» **Instructions to follow**:
Reproduce the listing below, beginning at the line that contains "Final verification step: confirm the presence of empty" and stopping after the line that contains "[610,248,657,282]", and include the request lines unchanged. In every answer line, multiply each bounding-box coordinate by 1.05 and round to the nearest whole number, with halves rounded up.

» **Input for this task**:
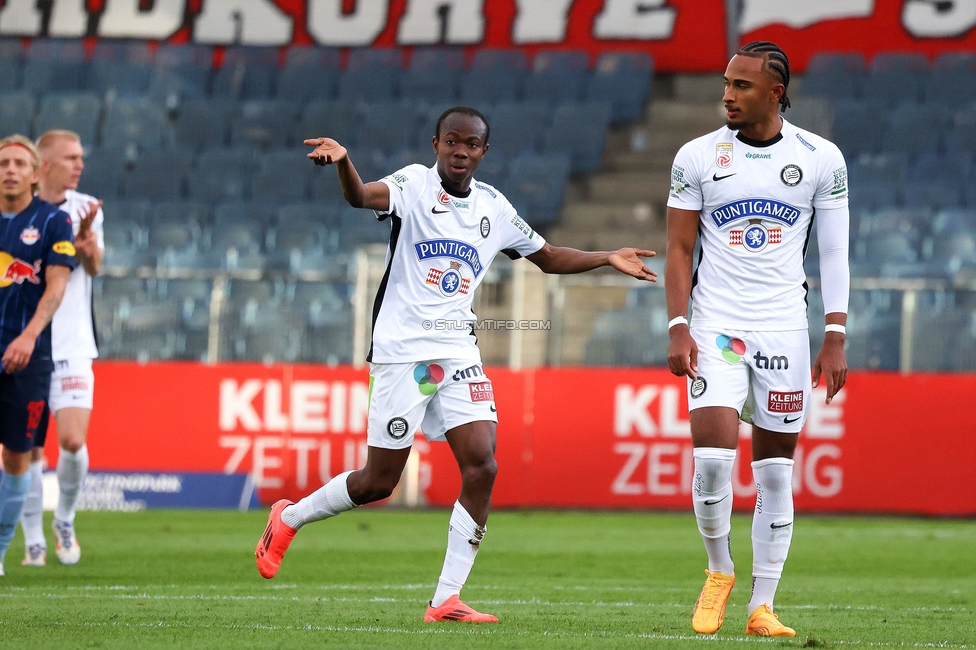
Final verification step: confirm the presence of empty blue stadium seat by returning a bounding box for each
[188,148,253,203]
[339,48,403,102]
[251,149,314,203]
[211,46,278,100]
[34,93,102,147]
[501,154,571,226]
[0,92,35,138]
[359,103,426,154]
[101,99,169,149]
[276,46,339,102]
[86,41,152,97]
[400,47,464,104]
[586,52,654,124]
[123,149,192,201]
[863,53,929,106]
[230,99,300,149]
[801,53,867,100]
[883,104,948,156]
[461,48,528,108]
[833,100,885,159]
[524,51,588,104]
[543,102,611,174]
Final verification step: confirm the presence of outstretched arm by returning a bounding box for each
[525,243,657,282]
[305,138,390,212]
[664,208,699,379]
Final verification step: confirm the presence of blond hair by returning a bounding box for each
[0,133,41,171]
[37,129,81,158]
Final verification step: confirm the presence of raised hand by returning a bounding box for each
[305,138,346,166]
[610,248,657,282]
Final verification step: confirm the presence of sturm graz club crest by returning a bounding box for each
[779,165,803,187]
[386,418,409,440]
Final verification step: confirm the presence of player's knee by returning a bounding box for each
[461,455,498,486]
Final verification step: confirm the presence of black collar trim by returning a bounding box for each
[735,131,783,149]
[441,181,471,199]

* * *

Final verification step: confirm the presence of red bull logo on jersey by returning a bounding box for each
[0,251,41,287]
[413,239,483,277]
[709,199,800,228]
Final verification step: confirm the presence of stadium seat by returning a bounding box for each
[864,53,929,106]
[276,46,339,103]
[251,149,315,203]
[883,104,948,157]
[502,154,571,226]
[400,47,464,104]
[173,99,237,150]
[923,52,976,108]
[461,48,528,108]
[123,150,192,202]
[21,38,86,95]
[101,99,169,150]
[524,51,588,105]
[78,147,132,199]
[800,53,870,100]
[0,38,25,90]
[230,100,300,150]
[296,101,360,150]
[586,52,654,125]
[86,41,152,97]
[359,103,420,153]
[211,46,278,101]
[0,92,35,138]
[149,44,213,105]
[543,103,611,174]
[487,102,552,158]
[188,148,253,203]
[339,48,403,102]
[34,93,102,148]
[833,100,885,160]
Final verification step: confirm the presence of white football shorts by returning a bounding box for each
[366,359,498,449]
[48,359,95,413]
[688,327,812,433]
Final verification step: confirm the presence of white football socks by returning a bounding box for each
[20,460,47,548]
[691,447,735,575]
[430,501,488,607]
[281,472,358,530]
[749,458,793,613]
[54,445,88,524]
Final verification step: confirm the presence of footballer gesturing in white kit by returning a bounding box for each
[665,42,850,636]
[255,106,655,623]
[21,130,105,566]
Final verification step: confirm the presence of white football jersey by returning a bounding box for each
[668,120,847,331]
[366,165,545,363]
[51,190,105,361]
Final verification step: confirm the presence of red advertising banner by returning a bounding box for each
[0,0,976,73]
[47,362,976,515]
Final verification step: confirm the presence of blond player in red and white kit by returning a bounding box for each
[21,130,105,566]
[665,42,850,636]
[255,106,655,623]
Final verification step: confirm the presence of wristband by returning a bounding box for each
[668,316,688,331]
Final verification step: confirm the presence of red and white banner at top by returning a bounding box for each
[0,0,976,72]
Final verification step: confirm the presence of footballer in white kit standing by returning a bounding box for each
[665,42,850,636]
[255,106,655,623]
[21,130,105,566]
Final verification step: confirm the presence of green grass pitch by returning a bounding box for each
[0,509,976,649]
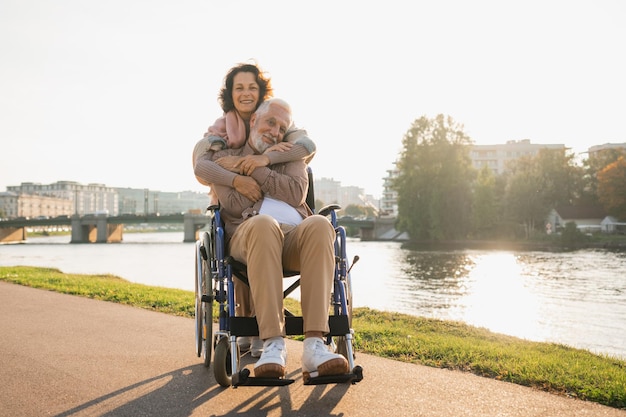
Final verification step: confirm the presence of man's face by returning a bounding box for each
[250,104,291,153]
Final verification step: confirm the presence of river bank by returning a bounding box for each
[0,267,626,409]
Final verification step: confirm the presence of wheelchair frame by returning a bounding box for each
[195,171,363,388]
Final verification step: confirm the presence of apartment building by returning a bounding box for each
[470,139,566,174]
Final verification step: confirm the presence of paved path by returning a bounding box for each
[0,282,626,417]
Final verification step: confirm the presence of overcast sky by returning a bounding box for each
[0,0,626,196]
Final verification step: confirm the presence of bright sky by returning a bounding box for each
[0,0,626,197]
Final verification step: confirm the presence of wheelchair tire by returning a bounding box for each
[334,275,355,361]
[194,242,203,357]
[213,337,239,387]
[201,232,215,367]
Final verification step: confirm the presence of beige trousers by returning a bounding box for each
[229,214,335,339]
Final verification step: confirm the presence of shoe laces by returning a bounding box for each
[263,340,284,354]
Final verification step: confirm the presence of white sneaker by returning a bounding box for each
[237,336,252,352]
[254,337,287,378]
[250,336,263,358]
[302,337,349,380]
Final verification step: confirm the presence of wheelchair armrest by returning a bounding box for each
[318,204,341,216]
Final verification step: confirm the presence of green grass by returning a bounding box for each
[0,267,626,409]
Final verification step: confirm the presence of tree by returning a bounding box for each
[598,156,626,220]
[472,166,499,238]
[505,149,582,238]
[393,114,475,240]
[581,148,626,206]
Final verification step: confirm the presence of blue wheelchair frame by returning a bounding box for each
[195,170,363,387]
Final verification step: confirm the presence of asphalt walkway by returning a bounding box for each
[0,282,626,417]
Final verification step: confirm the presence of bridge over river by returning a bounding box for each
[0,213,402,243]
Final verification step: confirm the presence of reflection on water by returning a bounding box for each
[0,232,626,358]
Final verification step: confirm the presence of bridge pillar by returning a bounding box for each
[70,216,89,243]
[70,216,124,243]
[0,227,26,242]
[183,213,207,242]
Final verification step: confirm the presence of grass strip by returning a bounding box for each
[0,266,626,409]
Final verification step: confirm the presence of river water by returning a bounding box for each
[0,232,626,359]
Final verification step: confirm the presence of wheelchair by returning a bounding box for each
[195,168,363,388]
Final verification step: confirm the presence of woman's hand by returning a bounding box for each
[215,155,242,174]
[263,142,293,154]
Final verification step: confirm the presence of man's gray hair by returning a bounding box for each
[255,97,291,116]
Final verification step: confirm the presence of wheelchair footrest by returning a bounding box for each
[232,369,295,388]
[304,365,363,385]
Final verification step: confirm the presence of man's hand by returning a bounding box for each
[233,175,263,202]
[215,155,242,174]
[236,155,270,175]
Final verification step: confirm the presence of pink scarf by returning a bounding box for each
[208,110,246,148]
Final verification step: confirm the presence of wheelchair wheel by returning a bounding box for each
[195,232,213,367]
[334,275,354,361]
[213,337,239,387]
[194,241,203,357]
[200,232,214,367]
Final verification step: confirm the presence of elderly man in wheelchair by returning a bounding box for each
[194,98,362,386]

» **Solution to the problem**:
Final verification step: confirm the presence of empty blue stadium seat by returning a bounding box for each
[197,155,266,213]
[356,50,423,107]
[264,156,330,213]
[222,48,292,105]
[36,98,107,154]
[526,162,600,237]
[0,97,37,145]
[377,108,447,162]
[106,104,177,156]
[290,48,356,107]
[90,43,160,102]
[420,49,487,109]
[615,55,687,130]
[129,156,202,211]
[906,56,975,111]
[242,104,315,156]
[841,56,910,105]
[927,109,995,164]
[484,50,554,113]
[875,105,929,167]
[550,54,617,109]
[570,107,642,183]
Final verification step: confirm the presence of outstretched arm by returning a bounding box for each
[551,255,690,296]
[320,145,410,223]
[697,218,734,398]
Final verification step: confirm the presence of blond hair by returning a bounding box for each
[0,140,43,180]
[39,135,85,166]
Final verification step: confirm the presence of raised hand by returning a bounding box for each
[320,145,363,174]
[641,260,690,296]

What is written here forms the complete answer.